◆ Set tasks
1. List every person named in the post about runtime reflection in D.
2. Reproduce the post about runtime reflection in D word for word, starting at "Newbie initial comments" and ending at "news:fnmaec$2j4f$1 at digitalmars.com...".

◆ Supplied text
+===+

Newbie initial comments on D language - RTTI and run-time reflection
Edward Diener
eddielee_no_spam_here at tropicsoft.com
Tue Jan 29 19:23:43 PST 2008
Christopher Wright wrote:
> Jarrett Billingsley wrote:
>> "Edward Diener" <eddielee_no_spam_here at tropicsoft.com> wrote in
>> message news:fnmaec$2j4f$1 at digitalmars.com...
>>> From the facilities mentioned at
>>> http://digitalmars.com/d/2.0/traits.html it is hard to imagine how
>>> one can create runtime reflection on unknown types at compile time.
>>
>> By using compile-time reflection primitives to build up metadata
>> structures at compile time which are embedded in the app/library and
>> which can then be used to query information about modules, the types
>> and functions in them, etc.
>
> The problem is locating the types that the RTTI clients might request
> information about. I don't see a solution to this aside from requiring
> that every RTTI-enabled type include a mixin to register itself with
> some RTTI manager somewhere.
>
>>> If it can indeed be done then it appears to be something that can not
>>> be done from the outside by a 3rd party tool since that tool would
>>> have to be able to be compiled and know about partcular types in
>>> advance in order to gather the data it needs.

+===+

◆ Record excerpts

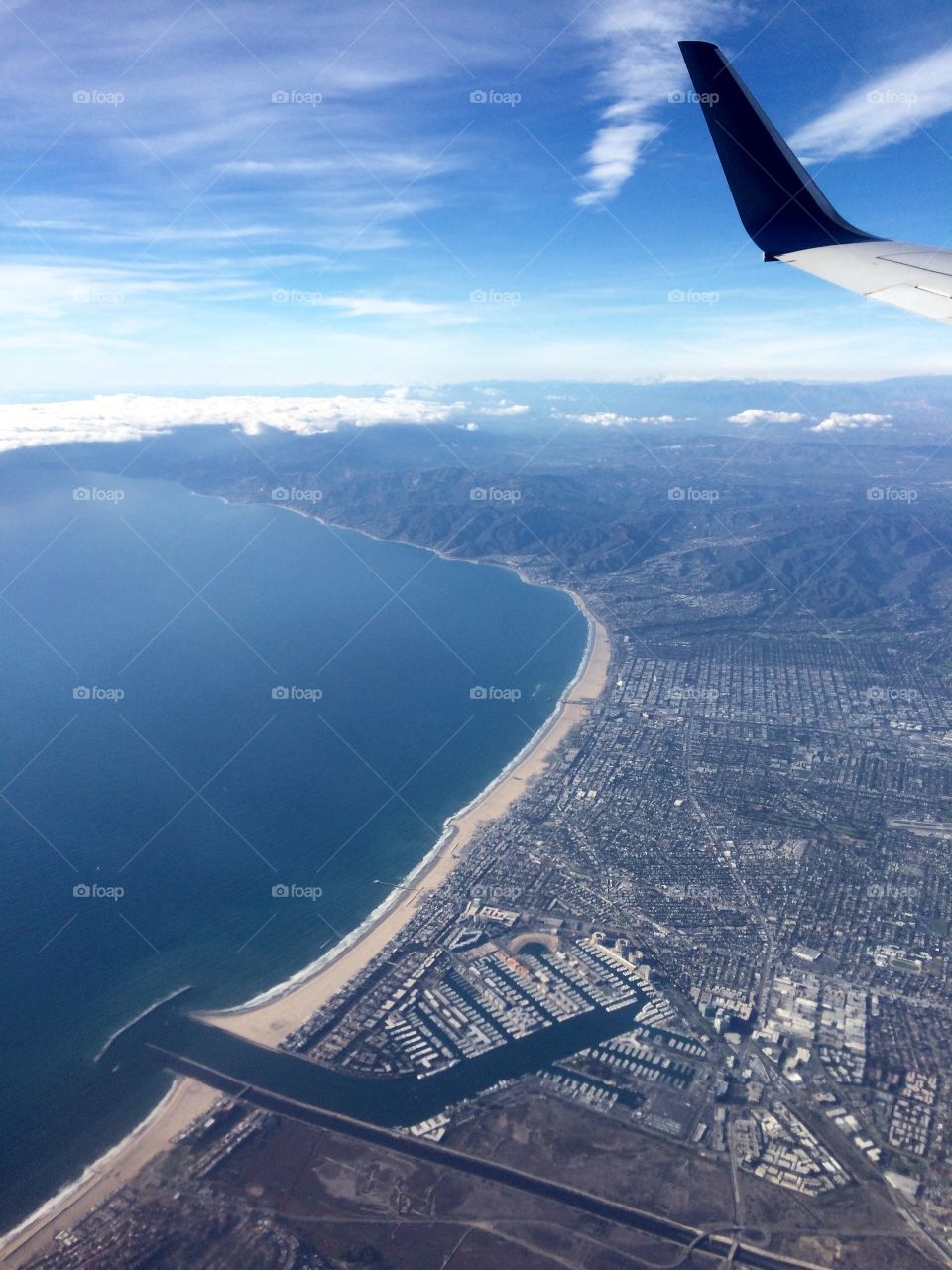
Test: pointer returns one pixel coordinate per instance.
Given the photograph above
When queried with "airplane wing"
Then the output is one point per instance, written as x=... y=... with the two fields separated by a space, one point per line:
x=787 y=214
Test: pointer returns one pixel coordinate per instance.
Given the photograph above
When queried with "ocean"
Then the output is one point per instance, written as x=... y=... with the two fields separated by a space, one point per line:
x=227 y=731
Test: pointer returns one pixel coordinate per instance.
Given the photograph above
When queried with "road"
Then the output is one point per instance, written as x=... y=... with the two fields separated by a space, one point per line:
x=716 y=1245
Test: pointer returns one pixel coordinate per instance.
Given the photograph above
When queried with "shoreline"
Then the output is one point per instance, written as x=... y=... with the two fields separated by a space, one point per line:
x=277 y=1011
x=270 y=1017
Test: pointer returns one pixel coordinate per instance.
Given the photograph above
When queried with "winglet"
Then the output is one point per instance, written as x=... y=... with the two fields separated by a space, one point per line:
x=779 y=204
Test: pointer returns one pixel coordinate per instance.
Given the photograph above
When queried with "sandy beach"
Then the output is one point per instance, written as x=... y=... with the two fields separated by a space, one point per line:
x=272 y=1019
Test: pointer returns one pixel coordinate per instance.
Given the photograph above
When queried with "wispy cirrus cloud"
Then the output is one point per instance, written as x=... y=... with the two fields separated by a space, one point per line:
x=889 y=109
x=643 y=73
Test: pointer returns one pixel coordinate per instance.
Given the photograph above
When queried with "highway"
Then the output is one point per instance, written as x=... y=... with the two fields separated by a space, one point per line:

+===+

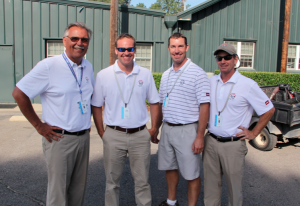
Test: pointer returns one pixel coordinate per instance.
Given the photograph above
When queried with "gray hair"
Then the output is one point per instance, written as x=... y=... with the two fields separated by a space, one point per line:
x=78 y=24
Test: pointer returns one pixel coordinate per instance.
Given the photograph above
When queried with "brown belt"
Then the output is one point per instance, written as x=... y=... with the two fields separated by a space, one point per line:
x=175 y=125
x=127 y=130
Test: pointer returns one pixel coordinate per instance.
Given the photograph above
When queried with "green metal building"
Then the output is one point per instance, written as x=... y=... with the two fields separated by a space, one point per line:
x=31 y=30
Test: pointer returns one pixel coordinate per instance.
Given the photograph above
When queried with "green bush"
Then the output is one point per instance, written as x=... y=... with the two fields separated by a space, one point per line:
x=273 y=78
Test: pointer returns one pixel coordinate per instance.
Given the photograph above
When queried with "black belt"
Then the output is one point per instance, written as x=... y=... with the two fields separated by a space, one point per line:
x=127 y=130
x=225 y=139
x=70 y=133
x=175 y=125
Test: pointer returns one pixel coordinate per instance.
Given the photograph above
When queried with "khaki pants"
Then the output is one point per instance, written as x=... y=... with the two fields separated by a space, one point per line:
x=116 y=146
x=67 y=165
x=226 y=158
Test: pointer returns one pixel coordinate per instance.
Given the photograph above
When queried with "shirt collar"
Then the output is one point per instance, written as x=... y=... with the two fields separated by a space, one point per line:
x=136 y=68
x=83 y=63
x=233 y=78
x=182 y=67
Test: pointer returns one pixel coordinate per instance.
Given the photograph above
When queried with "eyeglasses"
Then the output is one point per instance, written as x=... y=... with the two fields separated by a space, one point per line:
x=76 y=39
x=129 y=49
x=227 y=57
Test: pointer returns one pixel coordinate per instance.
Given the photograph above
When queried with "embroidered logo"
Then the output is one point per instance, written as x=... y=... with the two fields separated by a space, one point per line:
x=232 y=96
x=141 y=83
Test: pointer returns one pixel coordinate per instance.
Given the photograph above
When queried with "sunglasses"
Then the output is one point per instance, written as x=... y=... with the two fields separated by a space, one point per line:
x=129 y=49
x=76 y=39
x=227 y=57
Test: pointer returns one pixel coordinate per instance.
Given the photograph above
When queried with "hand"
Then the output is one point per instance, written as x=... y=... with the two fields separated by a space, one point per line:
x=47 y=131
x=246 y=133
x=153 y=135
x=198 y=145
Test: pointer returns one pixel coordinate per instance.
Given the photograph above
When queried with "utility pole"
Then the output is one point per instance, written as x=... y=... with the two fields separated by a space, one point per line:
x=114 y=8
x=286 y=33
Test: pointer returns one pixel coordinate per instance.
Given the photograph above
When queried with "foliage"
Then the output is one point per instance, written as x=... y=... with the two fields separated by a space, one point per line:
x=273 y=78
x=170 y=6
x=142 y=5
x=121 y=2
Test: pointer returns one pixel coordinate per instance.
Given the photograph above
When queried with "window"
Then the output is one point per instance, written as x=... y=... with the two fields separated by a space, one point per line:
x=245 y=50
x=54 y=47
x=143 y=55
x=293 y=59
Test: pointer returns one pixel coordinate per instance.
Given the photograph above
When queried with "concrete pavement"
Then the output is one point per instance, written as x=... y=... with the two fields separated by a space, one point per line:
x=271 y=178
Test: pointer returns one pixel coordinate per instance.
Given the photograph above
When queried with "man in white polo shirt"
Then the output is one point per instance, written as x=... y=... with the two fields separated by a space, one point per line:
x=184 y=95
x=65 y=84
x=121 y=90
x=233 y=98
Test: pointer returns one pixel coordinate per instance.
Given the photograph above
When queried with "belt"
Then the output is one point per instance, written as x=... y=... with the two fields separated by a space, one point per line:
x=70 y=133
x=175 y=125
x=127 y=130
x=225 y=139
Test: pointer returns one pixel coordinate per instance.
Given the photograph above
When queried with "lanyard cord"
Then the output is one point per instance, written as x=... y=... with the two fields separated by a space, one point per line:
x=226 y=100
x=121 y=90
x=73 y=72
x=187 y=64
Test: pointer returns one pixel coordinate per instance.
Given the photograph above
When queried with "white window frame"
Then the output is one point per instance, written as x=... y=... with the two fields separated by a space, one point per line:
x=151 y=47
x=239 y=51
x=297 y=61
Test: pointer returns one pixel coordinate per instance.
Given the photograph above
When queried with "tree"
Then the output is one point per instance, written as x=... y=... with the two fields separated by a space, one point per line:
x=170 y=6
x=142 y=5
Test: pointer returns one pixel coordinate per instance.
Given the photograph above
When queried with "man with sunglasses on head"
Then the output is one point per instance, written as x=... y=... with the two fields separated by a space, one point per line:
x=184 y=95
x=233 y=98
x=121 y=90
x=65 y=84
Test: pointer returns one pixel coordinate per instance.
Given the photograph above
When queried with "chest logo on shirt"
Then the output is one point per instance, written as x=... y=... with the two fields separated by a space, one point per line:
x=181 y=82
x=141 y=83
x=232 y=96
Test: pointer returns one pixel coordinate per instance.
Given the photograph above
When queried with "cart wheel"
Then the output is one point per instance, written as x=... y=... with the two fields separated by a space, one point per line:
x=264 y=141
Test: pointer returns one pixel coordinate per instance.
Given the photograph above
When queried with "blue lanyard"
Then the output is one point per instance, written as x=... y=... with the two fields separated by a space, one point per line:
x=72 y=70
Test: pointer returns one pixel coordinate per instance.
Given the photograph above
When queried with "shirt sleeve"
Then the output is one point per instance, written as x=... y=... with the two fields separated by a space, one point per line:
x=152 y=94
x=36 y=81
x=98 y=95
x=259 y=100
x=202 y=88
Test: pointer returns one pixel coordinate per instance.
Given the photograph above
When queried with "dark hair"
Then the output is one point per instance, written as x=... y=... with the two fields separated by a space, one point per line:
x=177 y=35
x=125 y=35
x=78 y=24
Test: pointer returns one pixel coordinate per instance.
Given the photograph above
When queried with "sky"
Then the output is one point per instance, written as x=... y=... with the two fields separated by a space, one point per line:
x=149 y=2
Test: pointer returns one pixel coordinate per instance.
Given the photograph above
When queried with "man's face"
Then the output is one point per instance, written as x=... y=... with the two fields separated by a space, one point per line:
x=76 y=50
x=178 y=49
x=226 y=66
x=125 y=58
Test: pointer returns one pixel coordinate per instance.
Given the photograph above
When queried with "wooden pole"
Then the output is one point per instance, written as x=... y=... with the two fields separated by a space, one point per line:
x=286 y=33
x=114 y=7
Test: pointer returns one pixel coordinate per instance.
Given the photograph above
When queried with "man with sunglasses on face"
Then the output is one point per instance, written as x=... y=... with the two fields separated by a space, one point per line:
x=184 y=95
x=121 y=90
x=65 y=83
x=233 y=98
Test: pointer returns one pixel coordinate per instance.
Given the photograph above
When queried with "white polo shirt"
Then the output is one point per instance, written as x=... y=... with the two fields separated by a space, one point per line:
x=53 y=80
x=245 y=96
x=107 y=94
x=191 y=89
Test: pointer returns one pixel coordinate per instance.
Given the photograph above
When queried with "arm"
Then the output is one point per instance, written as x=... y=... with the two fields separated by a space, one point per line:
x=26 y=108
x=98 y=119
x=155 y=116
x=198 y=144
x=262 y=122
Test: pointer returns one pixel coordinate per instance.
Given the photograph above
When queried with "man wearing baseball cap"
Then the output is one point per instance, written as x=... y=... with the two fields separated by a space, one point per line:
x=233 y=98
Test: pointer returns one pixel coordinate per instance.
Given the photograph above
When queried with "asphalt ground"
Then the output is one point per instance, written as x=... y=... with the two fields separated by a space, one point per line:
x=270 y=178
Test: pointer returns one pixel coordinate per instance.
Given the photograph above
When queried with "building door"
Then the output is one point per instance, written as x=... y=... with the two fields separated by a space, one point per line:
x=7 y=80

+===+

◆ Answers in order
1. Edward Diener, Christopher Wright, Jarrett Billingsley

2.
Newbie initial comments on D language - RTTI and run-time reflection
Edward Diener
eddielee_no_spam_here at tropicsoft.com
Tue Jan 29 19:23:43 PST 2008
Christopher Wright wrote:
> Jarrett Billingsley wrote:
>> "Edward Diener" <eddielee_no_spam_here at tropicsoft.com> wrote in
>> message news:fnmaec$2j4f$1 at digitalmars.com...